[Referring expression pointing data]
= Beginning of Section =

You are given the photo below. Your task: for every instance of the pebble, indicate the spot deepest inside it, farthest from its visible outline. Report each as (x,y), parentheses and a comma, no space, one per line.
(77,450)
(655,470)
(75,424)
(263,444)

= End of Section =

== WHAT THE EXERCISE ASKS ==
An exact reproduction of all the entries above is the expected answer.

== REPLY ==
You are given the photo below. Your task: for every instance of the pebble, indicate the spot deepest inside it, farthest from its visible outline. Report each as (x,y), parentheses and a comma, no space, one per line.
(77,450)
(655,470)
(75,424)
(263,444)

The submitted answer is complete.